### Stored items from a collection
:::
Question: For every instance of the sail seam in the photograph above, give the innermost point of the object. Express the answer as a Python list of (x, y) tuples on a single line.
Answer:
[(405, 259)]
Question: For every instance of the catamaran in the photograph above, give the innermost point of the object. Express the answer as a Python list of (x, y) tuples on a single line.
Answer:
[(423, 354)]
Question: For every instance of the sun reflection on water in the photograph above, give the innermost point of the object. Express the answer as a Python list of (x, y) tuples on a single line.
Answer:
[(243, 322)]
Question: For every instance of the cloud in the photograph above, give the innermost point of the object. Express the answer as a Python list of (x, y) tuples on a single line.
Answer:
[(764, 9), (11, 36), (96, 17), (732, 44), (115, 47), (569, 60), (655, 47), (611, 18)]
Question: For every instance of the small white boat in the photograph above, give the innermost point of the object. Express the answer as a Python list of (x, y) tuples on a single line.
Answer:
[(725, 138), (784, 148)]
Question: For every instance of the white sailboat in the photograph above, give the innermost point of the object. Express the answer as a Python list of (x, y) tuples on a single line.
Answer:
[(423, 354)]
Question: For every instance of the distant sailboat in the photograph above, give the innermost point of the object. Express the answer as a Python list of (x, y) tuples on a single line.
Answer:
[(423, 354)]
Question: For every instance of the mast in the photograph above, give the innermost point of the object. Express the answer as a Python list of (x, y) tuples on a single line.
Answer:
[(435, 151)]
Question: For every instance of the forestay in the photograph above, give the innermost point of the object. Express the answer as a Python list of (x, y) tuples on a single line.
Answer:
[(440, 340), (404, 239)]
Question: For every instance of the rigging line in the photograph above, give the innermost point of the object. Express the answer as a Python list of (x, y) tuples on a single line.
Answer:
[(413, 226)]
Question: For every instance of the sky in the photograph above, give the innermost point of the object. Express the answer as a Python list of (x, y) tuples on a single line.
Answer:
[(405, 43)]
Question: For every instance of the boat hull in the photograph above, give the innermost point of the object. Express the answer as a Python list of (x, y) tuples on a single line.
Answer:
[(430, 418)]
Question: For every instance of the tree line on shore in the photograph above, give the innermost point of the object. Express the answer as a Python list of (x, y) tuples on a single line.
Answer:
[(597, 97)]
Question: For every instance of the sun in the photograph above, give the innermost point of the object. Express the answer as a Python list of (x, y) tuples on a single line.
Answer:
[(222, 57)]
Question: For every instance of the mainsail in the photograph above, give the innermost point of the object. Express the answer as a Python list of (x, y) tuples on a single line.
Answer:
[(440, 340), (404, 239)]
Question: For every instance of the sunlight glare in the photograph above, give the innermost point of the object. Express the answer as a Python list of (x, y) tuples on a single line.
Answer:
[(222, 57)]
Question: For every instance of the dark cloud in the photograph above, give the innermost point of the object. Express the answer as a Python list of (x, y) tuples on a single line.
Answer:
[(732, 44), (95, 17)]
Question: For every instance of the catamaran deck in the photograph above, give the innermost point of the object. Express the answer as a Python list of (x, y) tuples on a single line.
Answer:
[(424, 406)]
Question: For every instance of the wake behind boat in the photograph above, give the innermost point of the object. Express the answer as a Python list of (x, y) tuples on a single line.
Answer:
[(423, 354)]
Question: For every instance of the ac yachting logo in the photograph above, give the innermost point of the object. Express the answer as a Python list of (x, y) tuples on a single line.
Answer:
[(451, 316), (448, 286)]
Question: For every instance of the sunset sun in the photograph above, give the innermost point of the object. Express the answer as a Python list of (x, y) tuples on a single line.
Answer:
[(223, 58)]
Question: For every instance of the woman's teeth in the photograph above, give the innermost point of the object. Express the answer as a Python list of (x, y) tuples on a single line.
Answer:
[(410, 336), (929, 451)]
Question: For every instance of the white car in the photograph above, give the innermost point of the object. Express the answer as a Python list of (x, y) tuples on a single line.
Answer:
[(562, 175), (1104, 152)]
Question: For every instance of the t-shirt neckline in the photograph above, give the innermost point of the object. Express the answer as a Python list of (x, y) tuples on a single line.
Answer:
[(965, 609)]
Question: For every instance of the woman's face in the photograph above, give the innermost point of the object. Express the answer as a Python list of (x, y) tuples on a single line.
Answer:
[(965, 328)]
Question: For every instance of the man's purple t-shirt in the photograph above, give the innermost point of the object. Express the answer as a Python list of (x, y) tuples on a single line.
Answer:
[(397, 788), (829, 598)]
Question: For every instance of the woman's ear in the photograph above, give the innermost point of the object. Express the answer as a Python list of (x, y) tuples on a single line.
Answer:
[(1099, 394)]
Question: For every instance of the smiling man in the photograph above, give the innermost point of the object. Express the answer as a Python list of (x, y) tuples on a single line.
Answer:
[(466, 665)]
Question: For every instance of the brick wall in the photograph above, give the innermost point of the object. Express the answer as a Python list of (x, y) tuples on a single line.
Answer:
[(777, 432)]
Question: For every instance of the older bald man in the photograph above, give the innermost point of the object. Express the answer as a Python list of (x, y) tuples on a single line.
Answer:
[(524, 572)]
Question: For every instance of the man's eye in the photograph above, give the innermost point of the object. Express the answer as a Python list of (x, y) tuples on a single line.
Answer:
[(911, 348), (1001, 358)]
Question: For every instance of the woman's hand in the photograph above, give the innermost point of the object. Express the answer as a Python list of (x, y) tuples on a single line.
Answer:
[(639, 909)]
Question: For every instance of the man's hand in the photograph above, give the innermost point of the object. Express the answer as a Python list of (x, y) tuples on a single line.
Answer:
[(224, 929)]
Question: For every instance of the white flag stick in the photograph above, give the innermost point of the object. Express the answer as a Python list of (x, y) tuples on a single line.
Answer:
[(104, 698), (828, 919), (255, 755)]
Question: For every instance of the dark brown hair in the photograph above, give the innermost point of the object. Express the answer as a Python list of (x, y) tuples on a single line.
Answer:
:::
### Task description
Verbatim reproduction of the entries is required.

### Answer space
Question: For every instance of the sail seam in the photograph above, give the innermost point of the object. Express the answer as a Python list of (x, y) tuples on a single line.
Answer:
[(405, 259)]
Question: For every instance of the catamaran in the photograph above, give the innermost point of the object. Express the answer as a Python list of (x, y) tuples on a single line.
Answer:
[(423, 354)]
Question: For every instance of the sun reflection on water in the photograph above, give the innermost point of the object. Express the answer as a Python list of (x, y) tuples on a single line.
Answer:
[(243, 322)]
Question: For every instance of the cloud in the photograph above, give the innermost point of the object. Express the answer as a Python list of (x, y) tuples on a single line.
Answer:
[(764, 9), (11, 36), (96, 17), (732, 44), (115, 47), (569, 60), (655, 47), (611, 18)]
Question: For every instance of the small white boat in the photograph above, give the innermost point of the object. Express the answer as a Python list of (x, y) tuples on a single line.
Answer:
[(725, 138), (784, 148)]
Question: For every instance of the white sailboat in the photograph above, give the innermost point of the object. Express the answer as a Python list of (x, y) tuples on a single line.
Answer:
[(423, 354)]
Question: For every instance of the distant sailboat in the photograph above, give the innermost point of the object. Express the answer as a Python list of (x, y) tuples on a single line.
Answer:
[(423, 354)]
Question: For every instance of the mast in the photograph above, give the innermost point of the object. Express the answer as a Python list of (x, y) tuples on a single line.
Answer:
[(435, 151)]
Question: For every instance of the forestay in the photograph above, give the innermost point of the object. Express the answer as a Python list of (x, y) tuples on a single line.
Answer:
[(440, 340), (404, 239)]
Question: For every instance of the rigging line in the photograph above, give the innermost point of the object. Express the answer as a Python list of (x, y) tuples on a single line.
Answer:
[(413, 226)]
Question: For every instance of the sky in the photograph above, give the innermost point of the object. Express the answer as a Python list of (x, y) tuples on a single line.
Answer:
[(405, 43)]
Question: For every instance of the boat hull in the photograph above, give the innermost point of the object. Express the answer as a Python list of (x, y) tuples on a single line.
Answer:
[(430, 418)]
Question: For every instance of the tree line on shore in the photograph above, give the innermost point of the object. Express the answer as a Python list of (x, y) tuples on a single line.
Answer:
[(597, 97)]
Question: For every instance of the sun in the photograph above, give the innermost point of the object. Express the answer as a Python list of (x, y) tuples on a single line.
Answer:
[(222, 57)]
Question: For every instance of the mainsail in the photograph above, give the innermost point of the object. Express the answer as a Python list of (x, y) tuples on a single line.
Answer:
[(440, 340), (404, 239)]
Question: For every instance of the sunlight glare in the photograph above, give the innermost point of the object. Express the answer as a Python list of (x, y) tuples on a single line.
Answer:
[(222, 57)]
Question: For every instance of the dark cloud in the photograph above, give the innermost point of the object. Express the answer as a Python list of (x, y) tuples on a single line.
Answer:
[(732, 44), (95, 17)]
Question: For every instance of the catamaran deck in the photograph above, give the innermost point of the object. Express the answer as a Python list of (x, y) tuples on a single line.
Answer:
[(424, 406)]
Question: For every instance of the wake behind boat in the photograph above, give the innermost point of the object. Express the answer as a Python list of (x, y) tuples on a single line.
Answer:
[(423, 354)]
Question: For every instance of the ac yachting logo in the photograph above, give the innermost point of the object. Express the answer as a Python list of (x, y) tuples on a single line.
Answer:
[(451, 316), (448, 286)]
Question: For every instance of the sunset sun in the photograph above, give the innermost point of the object. Express the answer as a Python list of (x, y) tuples on a single line.
Answer:
[(223, 58)]
Question: For every instance of the woman's teeth in the photograph above, give the innermost point of the object. Express the answer as a Python list of (x, y) tuples on a single line.
Answer:
[(410, 336), (929, 451)]
Question: For every instance of the white car in the photograph above, give the innermost point of the object. Express the answer as a Python list of (x, y) tuples on a single line.
Answer:
[(562, 175), (1104, 152)]
Question: For every instance of the t-shirt neckline in the photograph above, give the innermost point of the object. Express the answer as a Python list of (x, y) tuples on a single line.
Answer:
[(965, 609)]
Question: For every instance of the woman's face in the photograph above, give the innermost point of the object. Express the answer as a Python list of (x, y) tuples on a single line.
Answer:
[(965, 328)]
Question: For every instance of the man's purple t-shirt in the photograph above, give the innermost point of the object. Express the answer as a Python list of (x, y) tuples on a single line.
Answer:
[(397, 788), (829, 598)]
Question: For every instance of the woman's ear in the photograph above, give the innermost point of the object. Express the answer as a Python list of (x, y) tuples on a single line.
Answer:
[(1099, 394)]
Question: For every instance of the smiling man in the photograph above, give the innermost point of the object. Express the answer as a Python list of (x, y) tuples on a single line.
Answer:
[(466, 665)]
Question: For every instance of the brick wall in the photograph above, give the innermost point of the object. Express the answer as a Python list of (x, y) tuples on a single line.
Answer:
[(777, 432)]
Question: For every instance of the older bald man in the photograph above, give the innermost point of the object. Express the answer as a Python list of (x, y) tuples on a single line.
Answer:
[(524, 572)]
Question: For every instance of the man's eye in the photograph above, give the innermost point of the object. Express the answer as a Python list of (x, y) tuples on a single line.
Answer:
[(911, 348), (1001, 358)]
Question: For every instance of the woman's hand in the photograph above, give the innermost point of the object. Express the answer as a Python list of (x, y) tuples on a single line.
Answer:
[(639, 909)]
Question: For every instance of the man's hand in the photograph above, give the innermost point of the object. Express the answer as a Python list of (x, y) tuples on a single line.
Answer:
[(224, 929)]
Question: For every instance of the white flag stick in the photograph above, give the innermost point of the object. Express the answer as a Python list of (x, y) tuples on a single line.
Answer:
[(104, 698), (828, 919), (255, 755)]
Question: For every instance of the dark brown hair in the photograph above, give the innermost point of the object. Express the answer as a Python list of (x, y) tuples on a single line.
Answer:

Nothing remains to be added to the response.